#### THE TASK:
Lay out each line of the material below as a JSON list of strings, one string per line, leaving out blank lines.

== GIVEN DATA ==

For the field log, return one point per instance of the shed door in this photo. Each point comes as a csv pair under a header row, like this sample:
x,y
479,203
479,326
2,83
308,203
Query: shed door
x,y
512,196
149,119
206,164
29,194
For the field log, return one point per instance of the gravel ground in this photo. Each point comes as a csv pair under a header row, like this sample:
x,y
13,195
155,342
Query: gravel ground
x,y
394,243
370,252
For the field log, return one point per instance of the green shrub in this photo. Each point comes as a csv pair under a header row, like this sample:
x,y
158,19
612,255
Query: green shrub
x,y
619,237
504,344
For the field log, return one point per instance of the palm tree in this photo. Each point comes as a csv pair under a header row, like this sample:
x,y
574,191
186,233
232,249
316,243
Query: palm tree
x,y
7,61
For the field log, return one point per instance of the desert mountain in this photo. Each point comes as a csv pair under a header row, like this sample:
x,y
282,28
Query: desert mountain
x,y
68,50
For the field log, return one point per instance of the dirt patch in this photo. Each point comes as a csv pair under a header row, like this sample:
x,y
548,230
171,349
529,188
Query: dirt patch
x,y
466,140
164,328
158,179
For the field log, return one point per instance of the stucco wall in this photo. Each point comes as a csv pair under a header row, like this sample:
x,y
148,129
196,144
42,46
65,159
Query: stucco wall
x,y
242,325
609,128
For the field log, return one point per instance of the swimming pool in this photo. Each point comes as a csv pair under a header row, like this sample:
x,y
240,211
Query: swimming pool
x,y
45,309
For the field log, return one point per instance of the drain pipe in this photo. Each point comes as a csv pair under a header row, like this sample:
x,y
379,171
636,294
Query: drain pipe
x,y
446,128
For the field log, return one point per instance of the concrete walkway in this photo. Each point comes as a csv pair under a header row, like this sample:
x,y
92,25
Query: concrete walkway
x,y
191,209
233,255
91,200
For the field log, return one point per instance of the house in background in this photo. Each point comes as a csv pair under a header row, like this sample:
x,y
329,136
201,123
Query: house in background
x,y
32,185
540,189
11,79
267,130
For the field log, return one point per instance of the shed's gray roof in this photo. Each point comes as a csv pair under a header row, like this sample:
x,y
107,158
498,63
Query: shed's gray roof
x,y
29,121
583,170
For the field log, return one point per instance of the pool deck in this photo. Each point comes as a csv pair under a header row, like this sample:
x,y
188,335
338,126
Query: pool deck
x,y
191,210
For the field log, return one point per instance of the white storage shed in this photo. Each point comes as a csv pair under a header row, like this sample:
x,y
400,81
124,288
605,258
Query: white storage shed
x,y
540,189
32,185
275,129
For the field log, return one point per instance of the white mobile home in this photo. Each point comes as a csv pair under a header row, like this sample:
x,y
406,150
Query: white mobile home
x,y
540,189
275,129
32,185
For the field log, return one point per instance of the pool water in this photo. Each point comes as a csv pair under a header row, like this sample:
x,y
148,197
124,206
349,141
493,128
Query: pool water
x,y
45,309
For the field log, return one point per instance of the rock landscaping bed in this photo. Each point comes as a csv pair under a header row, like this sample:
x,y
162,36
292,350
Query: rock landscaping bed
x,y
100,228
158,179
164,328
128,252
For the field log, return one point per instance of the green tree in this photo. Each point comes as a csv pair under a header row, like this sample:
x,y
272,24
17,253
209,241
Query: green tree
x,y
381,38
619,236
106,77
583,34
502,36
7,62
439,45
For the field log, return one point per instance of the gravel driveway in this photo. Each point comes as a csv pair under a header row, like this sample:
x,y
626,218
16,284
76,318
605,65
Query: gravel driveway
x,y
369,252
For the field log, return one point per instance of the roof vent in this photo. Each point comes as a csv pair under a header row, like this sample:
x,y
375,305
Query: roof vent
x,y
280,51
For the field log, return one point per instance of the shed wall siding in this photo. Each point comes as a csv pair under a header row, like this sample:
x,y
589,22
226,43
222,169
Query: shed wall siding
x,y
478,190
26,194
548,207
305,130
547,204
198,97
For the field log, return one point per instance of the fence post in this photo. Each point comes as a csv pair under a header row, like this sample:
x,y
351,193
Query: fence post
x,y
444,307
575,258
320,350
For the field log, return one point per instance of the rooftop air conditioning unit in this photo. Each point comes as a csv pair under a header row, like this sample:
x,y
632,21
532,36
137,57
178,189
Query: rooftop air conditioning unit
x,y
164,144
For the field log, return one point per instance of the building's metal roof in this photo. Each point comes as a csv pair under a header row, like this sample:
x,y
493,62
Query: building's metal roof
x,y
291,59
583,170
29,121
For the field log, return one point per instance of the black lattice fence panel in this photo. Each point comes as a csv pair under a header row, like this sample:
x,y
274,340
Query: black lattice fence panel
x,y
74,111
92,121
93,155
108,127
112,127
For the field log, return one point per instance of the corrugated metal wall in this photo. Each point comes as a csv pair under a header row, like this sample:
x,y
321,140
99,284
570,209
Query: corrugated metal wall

===

#### ANSWER TO THE PROBLEM:
[
  "For the field log, return one point per instance of the shed door in this photo. Each point comes as a csv pair under a header row, like this sample:",
  "x,y",
  "479,203",
  "479,326",
  "2,83",
  "308,203",
  "Query: shed door",
  "x,y",
  "512,196",
  "149,119",
  "206,164",
  "29,194",
  "For the field log, return one point per instance of the gravel ground in this photo. Each point comes as a csv pair under a header row, like this sample:",
  "x,y",
  "13,195",
  "155,342",
  "Query: gravel ground",
  "x,y",
  "394,243",
  "370,252",
  "For the field log, return one point per instance of the green shrub in this photo. Each point comes as a csv pair under a header row, like this sample:",
  "x,y",
  "158,19",
  "612,255",
  "Query: green shrub",
  "x,y",
  "619,237",
  "504,344",
  "For the field log, return one point per instance of the palm tree in this photo. Each point comes as a csv pair under a header row, like this sample:",
  "x,y",
  "574,191",
  "186,233",
  "232,249",
  "316,243",
  "Query: palm tree",
  "x,y",
  "7,61",
  "For the field log, return one point per instance of the desert mountain in this photo. Each point comes as a csv pair under a header row, like this sample:",
  "x,y",
  "282,28",
  "Query: desert mountain",
  "x,y",
  "68,50",
  "For the field log, return one point per instance of the dirt patch in this photo. Each point comes as a csv pair under a header row, like this sample:",
  "x,y",
  "548,230",
  "171,349",
  "529,188",
  "Query: dirt patch",
  "x,y",
  "466,140",
  "164,328",
  "158,179",
  "For the field log, return one point per instance of the stucco wall in this photo. Each point comes as a csv pair under a header row, like this sample:",
  "x,y",
  "148,129",
  "196,144",
  "42,46",
  "65,159",
  "Query: stucco wall",
  "x,y",
  "242,325",
  "609,128",
  "For the field log, return one point per instance of the swimming pool in this photo. Each point comes as a csv pair under a header row, like this sample:",
  "x,y",
  "240,211",
  "Query: swimming pool",
  "x,y",
  "45,309",
  "For the field log, return one point per instance of the drain pipe in this photo. Each point comes as a csv pair under a header row, like this sample:",
  "x,y",
  "379,171",
  "636,294",
  "Query: drain pipe",
  "x,y",
  "446,128",
  "For the field log, return one point per instance of the concrete walkway in this photo. Each point comes as a csv pair under a header row, like this sample:",
  "x,y",
  "92,25",
  "Query: concrete walkway",
  "x,y",
  "191,209",
  "233,255",
  "91,200",
  "For the field log, return one point per instance of the house in background in this photo. Each point comes as a csv pair under a header row, like this sample:",
  "x,y",
  "329,136",
  "201,123",
  "Query: house in background",
  "x,y",
  "32,185",
  "540,189",
  "11,79",
  "267,130",
  "For the field log, return one point per instance of the shed's gray roof in this photo. Each point comes as a csv pair under a header row, like this sample:",
  "x,y",
  "107,158",
  "498,63",
  "Query: shed's gray roof",
  "x,y",
  "29,121",
  "583,170",
  "For the field log, return one point per instance of the pool deck in this photo. Each point comes as a csv pair under a header row, like this sample:",
  "x,y",
  "188,335",
  "338,126",
  "Query: pool deck",
  "x,y",
  "191,210",
  "For the field log, return one point per instance of the white storage shed in this photo. Each point comes as a csv pair under a header row, like this sample:",
  "x,y",
  "400,81",
  "124,288",
  "605,258",
  "Query: white storage shed",
  "x,y",
  "540,189",
  "32,185",
  "275,129",
  "For the field log, return one point per instance of the white mobile home in this photo. Each point comes as a csv pair under a header row, like this sample:",
  "x,y",
  "406,150",
  "Query: white mobile home",
  "x,y",
  "540,189",
  "275,129",
  "32,185",
  "For the field log, return one point per instance of the pool water in this photo. Each point comes as a csv pair under a header row, like this sample:",
  "x,y",
  "148,197",
  "124,206",
  "349,141",
  "493,128",
  "Query: pool water",
  "x,y",
  "45,309",
  "For the field log, return one point per instance of the rock landscaping bed in this photo. Each point comes as a csv pair under a header row, like this sample:",
  "x,y",
  "162,36",
  "292,350",
  "Query: rock landscaping bed",
  "x,y",
  "100,228",
  "158,179",
  "164,328",
  "128,252",
  "For the field log, return one point per instance of the green tree in this photo. Each point comes as a csv pair under a header row, like this sample:",
  "x,y",
  "272,24",
  "17,253",
  "209,241",
  "Query: green tree",
  "x,y",
  "381,38",
  "619,236",
  "106,77",
  "583,34",
  "502,36",
  "7,62",
  "439,45",
  "For the field log, return one point per instance of the gravel driveway in this photo. Each point comes as a csv pair under a header row, like this sample:",
  "x,y",
  "626,218",
  "16,284",
  "76,318",
  "605,65",
  "Query: gravel driveway",
  "x,y",
  "369,252",
  "For the field log, return one point per instance of the roof vent in this photo. Each point comes as a csv pair under a header row, like this sample:",
  "x,y",
  "375,305",
  "Query: roof vent",
  "x,y",
  "280,51",
  "For the field log, return one point per instance of the shed wall siding in this photo. Each point comes as a csv pair under a header row, like this sample:",
  "x,y",
  "589,22",
  "226,43",
  "222,169",
  "Query: shed wall siding",
  "x,y",
  "478,190",
  "26,194",
  "548,207",
  "305,130",
  "547,204",
  "198,97",
  "For the field log, return one point per instance of the fence post in this photo. Each point comes as a csv pair under a header row, like this sample:",
  "x,y",
  "351,193",
  "Query: fence post",
  "x,y",
  "444,307",
  "575,258",
  "320,350",
  "For the field log, return one point per instance of the rooftop air conditioning unit in this photo. Each point comes as a csv pair under a header row, like this sample:",
  "x,y",
  "632,21",
  "532,36",
  "137,57",
  "178,189",
  "Query: rooftop air conditioning unit",
  "x,y",
  "164,144",
  "For the field log, return one point per instance of the building's metal roof in this photo. Each point comes as a csv pair under a header row, like this sample:",
  "x,y",
  "493,62",
  "Query: building's metal roof",
  "x,y",
  "291,59",
  "583,170",
  "29,121",
  "For the field log, return one point per instance of the black lattice fence panel in this photo. Each point comes as a csv pair under a header row, like this sample:",
  "x,y",
  "274,340",
  "Query: black lattice fence panel",
  "x,y",
  "74,111",
  "92,121",
  "93,155",
  "108,127",
  "112,127",
  "For the field log, return one point per instance of the corrugated metal wall in this photo. Each point comes as a csv pair under a header row, like this sample:",
  "x,y",
  "321,140",
  "99,284",
  "570,209",
  "Query: corrugated metal wall"
]